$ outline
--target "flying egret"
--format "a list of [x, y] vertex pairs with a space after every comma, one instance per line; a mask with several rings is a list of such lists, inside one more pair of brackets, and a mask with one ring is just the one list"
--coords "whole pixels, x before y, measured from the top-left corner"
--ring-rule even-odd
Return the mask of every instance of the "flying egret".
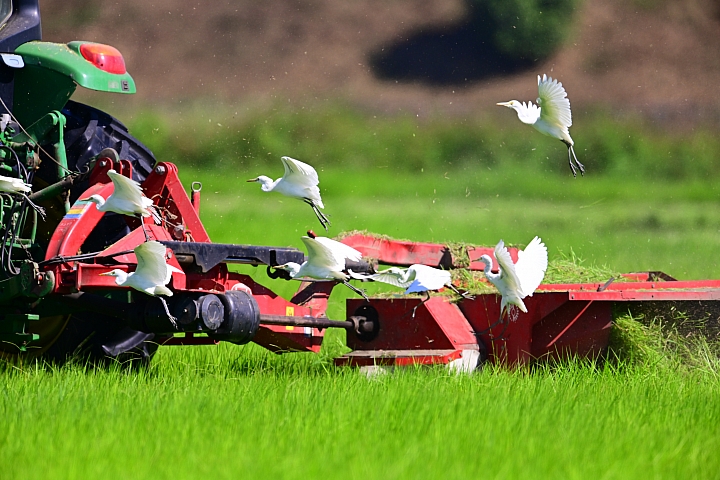
[[508, 305], [516, 305], [524, 313], [527, 308], [522, 299], [532, 297], [545, 277], [547, 270], [547, 247], [539, 237], [535, 237], [523, 251], [518, 251], [518, 261], [513, 264], [505, 243], [500, 240], [495, 246], [495, 258], [499, 265], [499, 272], [492, 273], [492, 258], [489, 255], [480, 257], [485, 264], [485, 276], [495, 285], [502, 300], [500, 302], [500, 319], [502, 319]]
[[[584, 175], [585, 167], [578, 162], [577, 156], [575, 156], [573, 149], [575, 142], [568, 131], [572, 125], [572, 114], [570, 113], [570, 100], [567, 98], [562, 83], [545, 74], [542, 78], [538, 75], [537, 103], [534, 105], [532, 102], [527, 102], [526, 105], [525, 102], [510, 100], [497, 105], [512, 108], [517, 112], [521, 122], [532, 125], [544, 135], [562, 140], [568, 147], [568, 161], [573, 177], [577, 177], [577, 170], [580, 170], [580, 175]], [[575, 165], [573, 165], [573, 160], [575, 160]]]
[[139, 292], [146, 293], [153, 297], [158, 297], [165, 307], [165, 313], [177, 328], [176, 318], [170, 314], [165, 299], [158, 295], [172, 297], [172, 290], [166, 287], [172, 277], [172, 272], [184, 273], [172, 265], [167, 264], [165, 258], [166, 248], [155, 240], [144, 242], [135, 247], [135, 257], [137, 257], [137, 268], [134, 272], [127, 273], [120, 269], [114, 269], [109, 272], [101, 273], [115, 277], [115, 283], [121, 287], [134, 288]]
[[28, 193], [30, 192], [32, 192], [32, 185], [25, 183], [22, 179], [0, 175], [0, 193], [17, 193], [22, 195], [25, 200], [27, 200], [28, 204], [30, 204], [30, 206], [44, 219], [45, 209], [35, 205], [35, 203], [30, 200], [28, 197]]
[[294, 158], [282, 157], [280, 160], [285, 167], [285, 174], [281, 178], [273, 180], [265, 175], [260, 175], [257, 178], [251, 178], [248, 182], [258, 182], [263, 192], [279, 192], [307, 203], [327, 231], [330, 220], [320, 211], [321, 208], [325, 208], [325, 205], [320, 198], [320, 189], [318, 188], [320, 180], [318, 180], [317, 172], [307, 163]]
[[[460, 292], [452, 284], [452, 277], [447, 270], [430, 267], [428, 265], [414, 264], [408, 268], [390, 267], [372, 275], [362, 275], [353, 271], [348, 272], [351, 277], [358, 280], [373, 280], [388, 283], [396, 287], [405, 288], [405, 293], [429, 292], [448, 287], [458, 295], [471, 298], [467, 292]], [[428, 293], [429, 295], [429, 293]]]
[[309, 277], [317, 280], [332, 280], [342, 282], [350, 290], [362, 295], [366, 300], [365, 292], [350, 285], [349, 276], [343, 272], [345, 261], [359, 262], [362, 254], [354, 248], [337, 242], [327, 237], [303, 236], [302, 241], [307, 248], [307, 260], [299, 265], [295, 262], [288, 262], [275, 267], [278, 270], [285, 270], [290, 278], [302, 280]]
[[140, 184], [135, 180], [127, 178], [115, 170], [108, 170], [108, 177], [114, 185], [113, 193], [107, 199], [95, 194], [90, 195], [87, 200], [95, 203], [100, 212], [115, 212], [140, 218], [145, 240], [149, 240], [145, 231], [145, 223], [142, 222], [141, 217], [152, 217], [156, 224], [160, 224], [160, 215], [155, 210], [153, 201], [143, 194]]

▶ **To do**
Transcribe the lines verbatim, from the first line up to and including the line that contains "Return the mask".

▶ **Reply to the task**
$ outline
--target "flying egret"
--format "a list of [x, y] vertex pairs with a space after every comma, one instance per line; a mask with several rings is a list of such lists, inside one more pair of brackets, and a mask with one ring is just the one list"
--coords "whole pixels, x before y, measured from the top-left corner"
--ring-rule even-odd
Return the mask of every instance of the "flying egret".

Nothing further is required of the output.